### Stored records
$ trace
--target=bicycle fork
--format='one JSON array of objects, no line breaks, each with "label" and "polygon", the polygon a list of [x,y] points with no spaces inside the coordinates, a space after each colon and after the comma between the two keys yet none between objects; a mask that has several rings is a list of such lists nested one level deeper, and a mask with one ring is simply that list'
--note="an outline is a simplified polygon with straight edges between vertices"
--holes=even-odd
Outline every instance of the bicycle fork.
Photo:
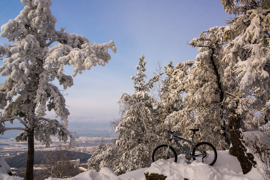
######
Your instructions:
Copy the lines above word for word, leaving out the pictures.

Written response:
$ trace
--target=bicycle fork
--format='one JSON array of objects, no line breaks, each with "label" and "polygon", the polygon a list of [x,y] points with no spaces inside the coordinates, a space after each colon and after the comma between the two keys yet none between objects; a mask that has several rings is a list of such lists nested one level deeper, and a mask with one ring is simply that list'
--note="an outline is a simplified polygon with straight edges between vertices"
--holes=even-odd
Outline every instance of the bicycle fork.
Photo:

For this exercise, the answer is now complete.